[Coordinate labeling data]
## begin

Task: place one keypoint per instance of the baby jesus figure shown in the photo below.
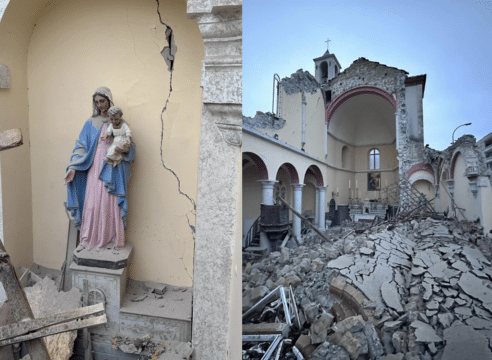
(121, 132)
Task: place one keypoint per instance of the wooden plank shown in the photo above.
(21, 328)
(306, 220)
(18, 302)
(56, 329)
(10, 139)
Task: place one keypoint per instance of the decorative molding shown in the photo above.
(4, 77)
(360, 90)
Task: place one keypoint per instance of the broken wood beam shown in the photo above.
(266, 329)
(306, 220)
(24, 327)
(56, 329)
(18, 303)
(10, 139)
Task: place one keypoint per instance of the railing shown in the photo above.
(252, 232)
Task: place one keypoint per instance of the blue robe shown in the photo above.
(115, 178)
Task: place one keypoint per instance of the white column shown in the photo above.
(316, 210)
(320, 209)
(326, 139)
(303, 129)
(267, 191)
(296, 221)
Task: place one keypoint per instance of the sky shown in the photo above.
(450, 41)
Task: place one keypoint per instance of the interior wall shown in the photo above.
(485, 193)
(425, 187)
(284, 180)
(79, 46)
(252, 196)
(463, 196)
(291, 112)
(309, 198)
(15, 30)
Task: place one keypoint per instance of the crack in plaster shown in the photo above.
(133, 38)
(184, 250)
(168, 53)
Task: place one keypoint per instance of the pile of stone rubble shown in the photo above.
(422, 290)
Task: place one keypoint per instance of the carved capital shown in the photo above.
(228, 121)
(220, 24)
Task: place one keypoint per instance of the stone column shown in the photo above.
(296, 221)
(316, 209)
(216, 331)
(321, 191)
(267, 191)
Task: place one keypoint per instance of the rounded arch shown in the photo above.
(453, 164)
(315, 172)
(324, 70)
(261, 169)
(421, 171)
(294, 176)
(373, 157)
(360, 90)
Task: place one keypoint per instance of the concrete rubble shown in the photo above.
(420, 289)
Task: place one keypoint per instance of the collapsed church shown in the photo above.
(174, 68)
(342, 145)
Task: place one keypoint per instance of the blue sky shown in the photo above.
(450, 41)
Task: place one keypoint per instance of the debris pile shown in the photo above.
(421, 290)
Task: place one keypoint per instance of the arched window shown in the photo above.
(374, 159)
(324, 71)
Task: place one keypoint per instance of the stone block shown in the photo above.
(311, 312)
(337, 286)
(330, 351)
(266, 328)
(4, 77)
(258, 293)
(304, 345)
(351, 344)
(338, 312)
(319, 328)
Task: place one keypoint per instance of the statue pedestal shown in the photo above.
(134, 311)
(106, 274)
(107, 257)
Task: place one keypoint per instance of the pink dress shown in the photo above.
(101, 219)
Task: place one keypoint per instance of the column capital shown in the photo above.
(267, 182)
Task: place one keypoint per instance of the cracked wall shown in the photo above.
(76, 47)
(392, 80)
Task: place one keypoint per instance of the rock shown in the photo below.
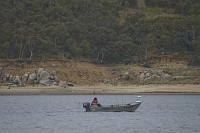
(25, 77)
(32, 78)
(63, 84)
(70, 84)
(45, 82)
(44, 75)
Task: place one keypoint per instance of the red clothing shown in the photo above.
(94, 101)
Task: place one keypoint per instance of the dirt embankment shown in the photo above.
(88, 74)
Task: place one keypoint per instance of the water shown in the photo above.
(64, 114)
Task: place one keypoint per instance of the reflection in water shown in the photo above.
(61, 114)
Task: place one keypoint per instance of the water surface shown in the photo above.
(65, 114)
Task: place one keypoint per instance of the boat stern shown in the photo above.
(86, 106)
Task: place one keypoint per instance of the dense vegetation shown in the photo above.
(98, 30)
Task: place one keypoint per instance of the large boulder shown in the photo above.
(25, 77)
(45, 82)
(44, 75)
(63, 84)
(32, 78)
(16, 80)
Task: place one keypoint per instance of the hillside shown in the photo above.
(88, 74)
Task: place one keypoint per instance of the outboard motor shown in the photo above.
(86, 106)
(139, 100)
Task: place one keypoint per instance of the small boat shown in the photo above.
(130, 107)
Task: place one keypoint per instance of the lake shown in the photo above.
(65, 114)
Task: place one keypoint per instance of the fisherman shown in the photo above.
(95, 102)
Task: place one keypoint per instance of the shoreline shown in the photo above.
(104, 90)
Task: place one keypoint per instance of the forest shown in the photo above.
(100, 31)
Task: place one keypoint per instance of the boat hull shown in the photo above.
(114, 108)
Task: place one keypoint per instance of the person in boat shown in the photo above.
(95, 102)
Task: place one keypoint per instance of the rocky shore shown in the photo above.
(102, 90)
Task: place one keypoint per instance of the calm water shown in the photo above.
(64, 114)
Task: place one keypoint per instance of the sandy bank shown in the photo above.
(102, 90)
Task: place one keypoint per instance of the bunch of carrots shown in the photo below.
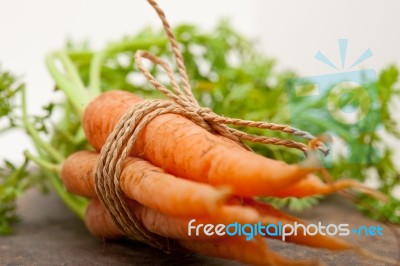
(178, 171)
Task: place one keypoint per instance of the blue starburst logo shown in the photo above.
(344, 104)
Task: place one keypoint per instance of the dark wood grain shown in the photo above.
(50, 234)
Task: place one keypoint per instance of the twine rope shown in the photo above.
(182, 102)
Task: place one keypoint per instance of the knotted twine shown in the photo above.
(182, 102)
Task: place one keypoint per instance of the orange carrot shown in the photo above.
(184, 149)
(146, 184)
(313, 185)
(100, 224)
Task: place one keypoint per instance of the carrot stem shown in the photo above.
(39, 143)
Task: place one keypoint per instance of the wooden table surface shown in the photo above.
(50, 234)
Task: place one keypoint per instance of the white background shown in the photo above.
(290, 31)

## end
## begin

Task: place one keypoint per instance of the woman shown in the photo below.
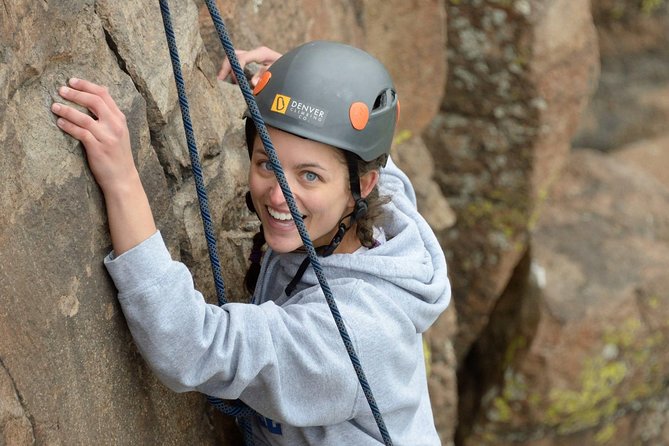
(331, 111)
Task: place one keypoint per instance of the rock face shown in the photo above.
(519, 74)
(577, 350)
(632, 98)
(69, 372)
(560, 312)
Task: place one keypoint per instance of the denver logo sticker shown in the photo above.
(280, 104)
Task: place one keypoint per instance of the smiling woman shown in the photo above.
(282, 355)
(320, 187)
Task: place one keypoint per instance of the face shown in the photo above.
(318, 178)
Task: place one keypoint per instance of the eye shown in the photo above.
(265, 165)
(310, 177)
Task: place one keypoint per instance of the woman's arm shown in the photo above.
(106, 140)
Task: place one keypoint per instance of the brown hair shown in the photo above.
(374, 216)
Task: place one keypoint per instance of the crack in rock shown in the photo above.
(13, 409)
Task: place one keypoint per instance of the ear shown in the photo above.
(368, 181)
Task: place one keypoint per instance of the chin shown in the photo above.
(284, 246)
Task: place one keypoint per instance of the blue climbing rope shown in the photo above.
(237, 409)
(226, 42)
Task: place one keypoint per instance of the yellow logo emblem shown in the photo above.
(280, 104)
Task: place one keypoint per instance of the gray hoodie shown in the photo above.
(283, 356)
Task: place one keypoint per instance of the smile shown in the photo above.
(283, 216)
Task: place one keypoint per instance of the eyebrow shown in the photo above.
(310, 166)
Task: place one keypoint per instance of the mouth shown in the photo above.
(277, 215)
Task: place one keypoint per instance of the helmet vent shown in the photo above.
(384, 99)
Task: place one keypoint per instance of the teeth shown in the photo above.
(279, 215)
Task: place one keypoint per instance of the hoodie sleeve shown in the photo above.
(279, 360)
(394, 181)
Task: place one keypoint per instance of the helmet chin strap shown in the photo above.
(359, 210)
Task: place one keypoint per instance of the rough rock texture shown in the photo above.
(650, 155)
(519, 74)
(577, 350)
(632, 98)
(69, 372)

## end
## begin

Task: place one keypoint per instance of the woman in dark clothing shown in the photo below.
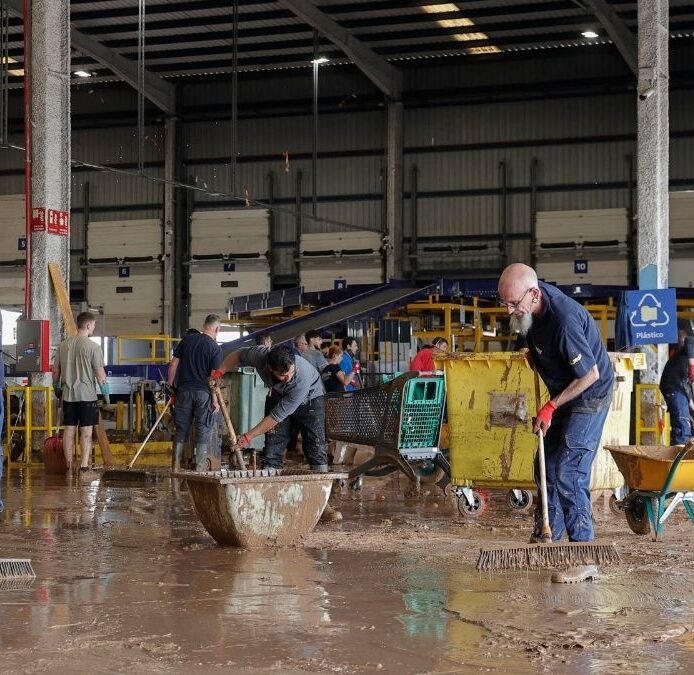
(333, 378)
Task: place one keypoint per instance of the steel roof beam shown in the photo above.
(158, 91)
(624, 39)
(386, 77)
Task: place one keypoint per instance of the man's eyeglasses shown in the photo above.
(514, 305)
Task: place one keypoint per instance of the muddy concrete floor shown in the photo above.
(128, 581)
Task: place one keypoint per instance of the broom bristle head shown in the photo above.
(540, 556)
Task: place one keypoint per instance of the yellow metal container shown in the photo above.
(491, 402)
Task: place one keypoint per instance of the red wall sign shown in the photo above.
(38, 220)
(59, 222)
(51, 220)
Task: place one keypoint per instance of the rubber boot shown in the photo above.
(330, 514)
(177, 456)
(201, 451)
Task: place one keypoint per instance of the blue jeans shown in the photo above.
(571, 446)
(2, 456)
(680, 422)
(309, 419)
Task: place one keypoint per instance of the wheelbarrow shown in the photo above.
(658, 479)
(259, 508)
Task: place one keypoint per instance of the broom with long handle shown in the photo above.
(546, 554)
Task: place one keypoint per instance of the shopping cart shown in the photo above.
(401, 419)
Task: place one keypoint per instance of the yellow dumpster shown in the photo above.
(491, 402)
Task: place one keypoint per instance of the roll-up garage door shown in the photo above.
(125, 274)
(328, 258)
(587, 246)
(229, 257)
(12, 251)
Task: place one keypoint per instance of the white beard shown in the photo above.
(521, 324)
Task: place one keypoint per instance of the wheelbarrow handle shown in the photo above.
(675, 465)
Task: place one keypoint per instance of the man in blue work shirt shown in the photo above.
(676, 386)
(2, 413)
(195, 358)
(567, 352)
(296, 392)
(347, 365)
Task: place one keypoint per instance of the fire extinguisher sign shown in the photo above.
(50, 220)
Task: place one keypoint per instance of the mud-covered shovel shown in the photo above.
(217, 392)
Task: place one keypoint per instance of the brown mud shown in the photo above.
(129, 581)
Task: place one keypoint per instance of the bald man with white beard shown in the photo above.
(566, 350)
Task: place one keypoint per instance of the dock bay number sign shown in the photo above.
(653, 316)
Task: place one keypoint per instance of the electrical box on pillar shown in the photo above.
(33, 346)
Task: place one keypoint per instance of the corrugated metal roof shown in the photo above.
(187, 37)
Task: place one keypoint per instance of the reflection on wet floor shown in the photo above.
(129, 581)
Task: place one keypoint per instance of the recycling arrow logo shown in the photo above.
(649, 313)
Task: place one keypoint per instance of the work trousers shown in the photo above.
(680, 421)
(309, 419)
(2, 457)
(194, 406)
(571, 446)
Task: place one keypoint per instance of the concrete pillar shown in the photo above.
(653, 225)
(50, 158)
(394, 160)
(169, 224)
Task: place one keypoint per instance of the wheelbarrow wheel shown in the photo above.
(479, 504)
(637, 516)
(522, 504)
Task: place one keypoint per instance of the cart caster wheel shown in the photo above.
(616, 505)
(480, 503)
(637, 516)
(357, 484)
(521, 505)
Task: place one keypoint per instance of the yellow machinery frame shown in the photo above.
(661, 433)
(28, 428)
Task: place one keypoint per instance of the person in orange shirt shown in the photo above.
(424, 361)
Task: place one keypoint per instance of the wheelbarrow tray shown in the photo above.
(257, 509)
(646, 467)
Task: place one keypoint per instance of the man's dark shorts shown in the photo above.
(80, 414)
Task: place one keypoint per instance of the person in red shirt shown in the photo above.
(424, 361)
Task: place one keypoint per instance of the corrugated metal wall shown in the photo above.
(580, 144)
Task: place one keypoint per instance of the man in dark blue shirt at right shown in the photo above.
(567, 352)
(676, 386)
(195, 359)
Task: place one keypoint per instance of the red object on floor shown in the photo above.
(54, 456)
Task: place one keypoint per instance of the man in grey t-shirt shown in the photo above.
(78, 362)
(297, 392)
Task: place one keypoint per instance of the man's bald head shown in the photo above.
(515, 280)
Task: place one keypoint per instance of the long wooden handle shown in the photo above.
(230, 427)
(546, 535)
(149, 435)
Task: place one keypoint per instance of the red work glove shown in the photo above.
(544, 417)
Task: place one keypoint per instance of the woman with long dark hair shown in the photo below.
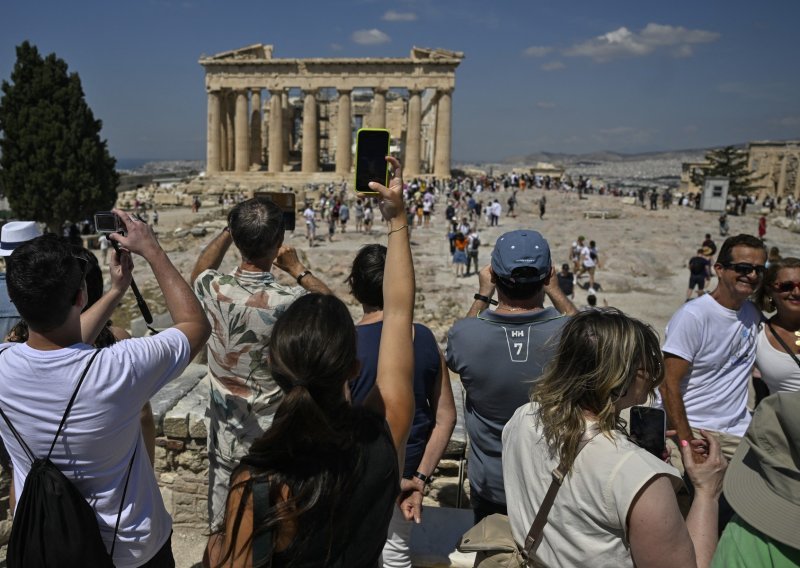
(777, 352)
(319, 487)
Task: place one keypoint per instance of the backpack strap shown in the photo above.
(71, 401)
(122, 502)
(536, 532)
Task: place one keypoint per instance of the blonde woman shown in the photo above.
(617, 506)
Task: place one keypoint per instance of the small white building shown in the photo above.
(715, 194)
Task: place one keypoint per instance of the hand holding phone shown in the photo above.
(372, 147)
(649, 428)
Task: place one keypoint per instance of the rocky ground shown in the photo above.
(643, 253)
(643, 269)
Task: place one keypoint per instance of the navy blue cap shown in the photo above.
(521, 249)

## end

TASK DESCRIPTION:
Show every line of the listing that contains the string "rope", treating uppercase and lowercase as distinct.

WRITTEN ANSWER:
Task: place one keypoint per instance of the twine rope shown in the photo above.
Task: place one keypoint per instance of the blue climbing rope shown in the photo above.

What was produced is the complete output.